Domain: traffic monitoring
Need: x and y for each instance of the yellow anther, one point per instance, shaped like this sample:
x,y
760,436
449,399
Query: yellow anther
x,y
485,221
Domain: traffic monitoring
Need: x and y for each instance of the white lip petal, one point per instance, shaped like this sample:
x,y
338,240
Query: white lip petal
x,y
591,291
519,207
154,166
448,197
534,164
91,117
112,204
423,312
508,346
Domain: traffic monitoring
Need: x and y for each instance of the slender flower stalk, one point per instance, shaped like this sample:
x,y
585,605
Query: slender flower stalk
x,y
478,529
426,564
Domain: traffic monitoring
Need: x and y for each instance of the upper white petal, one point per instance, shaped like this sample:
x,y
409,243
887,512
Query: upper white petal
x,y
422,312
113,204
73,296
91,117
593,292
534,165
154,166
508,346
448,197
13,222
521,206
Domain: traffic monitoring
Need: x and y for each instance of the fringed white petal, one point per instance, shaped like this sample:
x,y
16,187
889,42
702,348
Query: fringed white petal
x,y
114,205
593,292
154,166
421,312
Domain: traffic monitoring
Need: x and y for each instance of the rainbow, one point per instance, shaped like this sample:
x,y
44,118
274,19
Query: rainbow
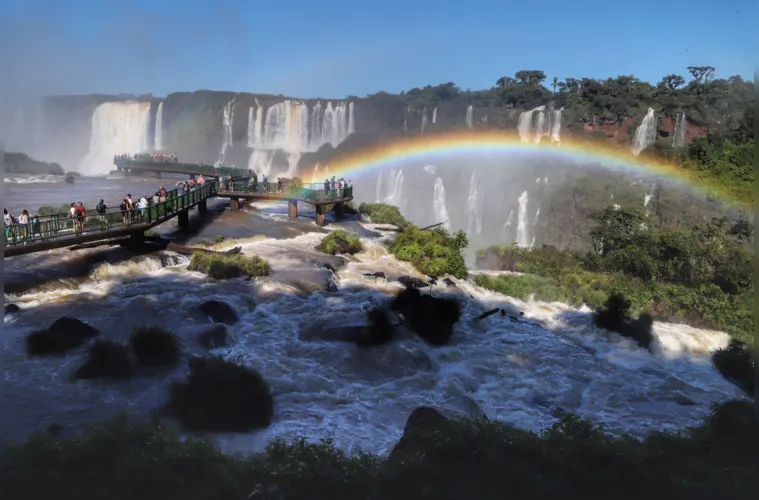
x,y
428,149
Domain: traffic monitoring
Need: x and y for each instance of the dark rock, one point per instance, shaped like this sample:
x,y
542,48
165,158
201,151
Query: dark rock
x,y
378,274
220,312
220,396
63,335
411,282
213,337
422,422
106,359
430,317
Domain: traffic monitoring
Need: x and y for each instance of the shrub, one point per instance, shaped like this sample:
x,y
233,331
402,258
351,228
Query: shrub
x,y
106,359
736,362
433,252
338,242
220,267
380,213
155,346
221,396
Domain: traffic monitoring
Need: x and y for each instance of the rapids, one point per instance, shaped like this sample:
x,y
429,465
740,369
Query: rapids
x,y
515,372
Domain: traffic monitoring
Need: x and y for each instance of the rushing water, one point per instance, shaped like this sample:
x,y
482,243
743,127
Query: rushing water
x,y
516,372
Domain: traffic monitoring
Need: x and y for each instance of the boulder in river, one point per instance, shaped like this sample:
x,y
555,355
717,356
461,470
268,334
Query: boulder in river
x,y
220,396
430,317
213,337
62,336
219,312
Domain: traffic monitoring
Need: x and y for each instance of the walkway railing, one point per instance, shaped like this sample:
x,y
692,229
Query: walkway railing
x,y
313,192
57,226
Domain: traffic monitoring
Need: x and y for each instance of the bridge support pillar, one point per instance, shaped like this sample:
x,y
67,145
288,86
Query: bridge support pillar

════

(Problem statement) Excluding the pictures, restate the records above word for word.

(Exercise answer)
Domain: traffic monitoring
Need: x and y for each instance of the yellow anther, one point per instance, shaped like this sample:
x,y
760,436
449,399
Query: yellow anther
x,y
485,221
Domain: traffic monitoring
Need: x and y for each instance of the white lip petal, one point per instance, shaped like this sample:
x,y
338,240
Query: white lip petal
x,y
591,291
519,207
154,166
448,197
534,164
91,117
112,204
423,312
508,346
Domain: traffic monitoring
Need: x and y for each instance of the slender flower stalk, one point per instance, shaped like this sample:
x,y
585,605
Query: slender flower stalk
x,y
478,529
426,564
Domain: traffic monitoring
Need: x and y for each instance of the upper white petal, one point per instance, shaped like this sample:
x,y
409,243
887,512
Query: upper white petal
x,y
422,312
113,204
73,296
91,117
593,292
534,165
154,166
508,346
448,197
13,222
521,206
Domain: traffic monitoring
Need: x and y for each instance of the fringed white petal, one point per instance, shaped like this sample:
x,y
16,187
889,42
702,348
Query: fringed white petal
x,y
114,205
593,292
154,166
421,312
Domain: traffic monitoring
Need: x and y for each instance of the rainbow, one point per instance, shaped like this sample:
x,y
44,118
274,19
Query: rainbow
x,y
428,149
Domain: traffic monitoring
Need: x and y for each instance of the dark rock, one point per instance, shaped like this sample:
x,y
542,48
165,158
201,151
Query: dark rock
x,y
378,274
220,312
220,396
63,335
411,282
213,337
422,422
106,359
430,317
Domain: traffic monitoring
Need: x and y for each instance of the shrub, one point per instance, shaped like this sample:
x,y
233,331
402,258
351,228
Query: shrub
x,y
106,359
736,362
433,252
338,242
220,267
380,213
155,346
221,396
Domain: traffic monitoring
Need: x and y for each instance of the rapids, one point per instance, shaped like this sample:
x,y
429,465
740,369
Query: rapids
x,y
515,372
Domain: traffic monitoring
Need: x and y for each instance of the rushing water, one point per instance, shaped like this sample:
x,y
482,243
743,127
Query: rushing water
x,y
516,372
Domain: traffic monitoring
Need: x and y for each instance of the boulder in river, one point per instance, shaped like this sample:
x,y
555,355
717,356
461,470
268,334
Query: boulder in river
x,y
220,396
430,317
213,337
62,336
219,312
Domain: traffic monitoring
Need: x and y for each instance of the walkway railing, one point per instance, shaped like this sample:
x,y
692,229
Query: walkway railing
x,y
313,192
57,226
Domain: traffic monitoring
Need: x and y for each instance of the bridge support pillar, one point per instance, shaped like this sample:
x,y
67,145
288,86
Query: bridge support pillar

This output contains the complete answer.